Point localization data:
»»

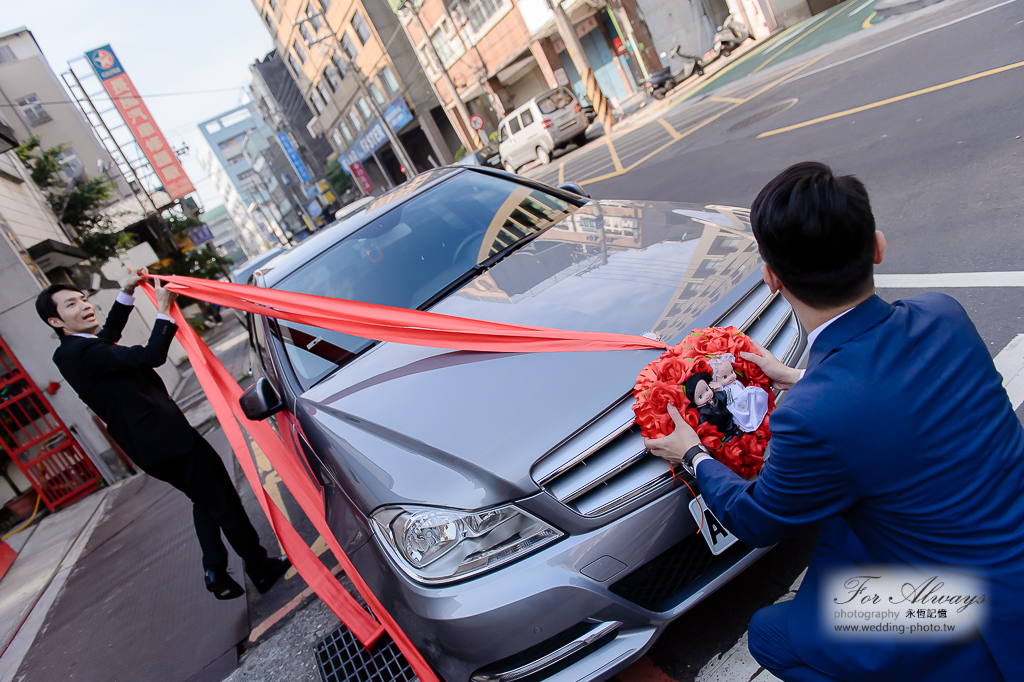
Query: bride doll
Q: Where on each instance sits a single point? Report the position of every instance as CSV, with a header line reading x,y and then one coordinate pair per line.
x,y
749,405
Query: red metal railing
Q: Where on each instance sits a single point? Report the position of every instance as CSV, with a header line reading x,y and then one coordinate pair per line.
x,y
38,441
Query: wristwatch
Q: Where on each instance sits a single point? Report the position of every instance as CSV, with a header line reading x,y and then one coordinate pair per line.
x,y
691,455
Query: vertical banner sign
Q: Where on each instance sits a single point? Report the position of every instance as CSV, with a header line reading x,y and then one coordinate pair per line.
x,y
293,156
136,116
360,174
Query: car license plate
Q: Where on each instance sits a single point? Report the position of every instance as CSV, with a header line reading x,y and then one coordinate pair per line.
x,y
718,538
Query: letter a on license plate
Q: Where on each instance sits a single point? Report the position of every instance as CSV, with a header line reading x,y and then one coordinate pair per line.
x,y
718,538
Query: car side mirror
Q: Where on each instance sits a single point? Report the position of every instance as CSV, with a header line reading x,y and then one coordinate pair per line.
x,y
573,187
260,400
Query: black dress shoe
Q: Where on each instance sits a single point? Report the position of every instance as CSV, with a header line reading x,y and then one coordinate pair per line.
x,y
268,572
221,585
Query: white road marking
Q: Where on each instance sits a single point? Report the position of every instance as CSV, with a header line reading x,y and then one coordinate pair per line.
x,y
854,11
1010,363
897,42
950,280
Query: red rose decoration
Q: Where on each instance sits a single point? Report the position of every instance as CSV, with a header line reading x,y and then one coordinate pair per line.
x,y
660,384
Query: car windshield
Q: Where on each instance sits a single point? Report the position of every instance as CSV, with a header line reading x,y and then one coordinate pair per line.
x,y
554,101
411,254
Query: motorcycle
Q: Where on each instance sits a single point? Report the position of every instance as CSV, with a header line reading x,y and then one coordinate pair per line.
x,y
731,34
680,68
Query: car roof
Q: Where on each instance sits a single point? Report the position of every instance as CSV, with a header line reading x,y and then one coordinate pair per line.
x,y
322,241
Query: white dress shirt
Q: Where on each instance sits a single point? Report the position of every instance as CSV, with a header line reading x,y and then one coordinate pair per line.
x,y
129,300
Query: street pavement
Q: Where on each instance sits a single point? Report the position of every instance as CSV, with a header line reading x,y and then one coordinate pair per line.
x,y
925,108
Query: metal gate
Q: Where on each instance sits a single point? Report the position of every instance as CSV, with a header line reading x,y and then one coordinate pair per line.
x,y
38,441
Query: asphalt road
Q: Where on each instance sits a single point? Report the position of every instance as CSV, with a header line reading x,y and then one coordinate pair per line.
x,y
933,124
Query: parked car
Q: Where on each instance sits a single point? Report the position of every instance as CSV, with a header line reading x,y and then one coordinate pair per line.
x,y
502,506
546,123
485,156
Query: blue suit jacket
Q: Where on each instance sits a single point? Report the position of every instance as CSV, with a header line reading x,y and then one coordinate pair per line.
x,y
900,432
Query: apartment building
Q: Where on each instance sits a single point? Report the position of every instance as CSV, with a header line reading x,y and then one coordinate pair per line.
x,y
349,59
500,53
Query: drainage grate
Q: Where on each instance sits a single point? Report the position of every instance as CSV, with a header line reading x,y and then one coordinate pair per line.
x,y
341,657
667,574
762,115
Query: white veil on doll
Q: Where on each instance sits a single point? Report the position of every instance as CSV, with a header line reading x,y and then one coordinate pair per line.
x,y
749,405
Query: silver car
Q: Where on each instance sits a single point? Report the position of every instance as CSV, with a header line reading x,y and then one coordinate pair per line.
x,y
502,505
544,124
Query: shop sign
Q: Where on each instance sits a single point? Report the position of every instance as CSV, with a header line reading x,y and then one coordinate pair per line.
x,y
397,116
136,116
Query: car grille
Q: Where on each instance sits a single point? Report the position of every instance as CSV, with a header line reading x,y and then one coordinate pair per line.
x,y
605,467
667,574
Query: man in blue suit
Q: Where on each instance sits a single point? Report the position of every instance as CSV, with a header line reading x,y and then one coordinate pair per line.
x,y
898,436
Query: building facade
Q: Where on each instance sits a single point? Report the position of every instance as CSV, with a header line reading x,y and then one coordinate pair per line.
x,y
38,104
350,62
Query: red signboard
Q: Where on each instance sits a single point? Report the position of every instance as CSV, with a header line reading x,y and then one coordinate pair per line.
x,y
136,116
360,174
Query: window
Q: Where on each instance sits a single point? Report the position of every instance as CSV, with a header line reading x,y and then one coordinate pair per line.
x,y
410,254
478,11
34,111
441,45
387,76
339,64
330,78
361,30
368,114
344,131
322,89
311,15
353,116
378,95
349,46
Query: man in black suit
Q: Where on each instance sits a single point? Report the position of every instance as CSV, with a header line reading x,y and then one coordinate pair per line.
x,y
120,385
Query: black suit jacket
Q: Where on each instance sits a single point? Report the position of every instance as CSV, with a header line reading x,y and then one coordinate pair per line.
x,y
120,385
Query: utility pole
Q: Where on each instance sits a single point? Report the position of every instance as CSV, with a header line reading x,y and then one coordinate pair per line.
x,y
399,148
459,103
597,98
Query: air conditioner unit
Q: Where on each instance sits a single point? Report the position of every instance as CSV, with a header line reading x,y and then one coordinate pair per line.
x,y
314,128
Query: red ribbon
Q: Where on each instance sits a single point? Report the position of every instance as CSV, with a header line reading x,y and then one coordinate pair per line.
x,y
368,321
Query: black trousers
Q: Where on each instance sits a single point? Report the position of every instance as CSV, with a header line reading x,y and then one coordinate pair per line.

««

- AIM OF THE TASK -
How many of the lines above hold the word "black"? Answer with only the number.

- WRITTEN RESPONSE -
4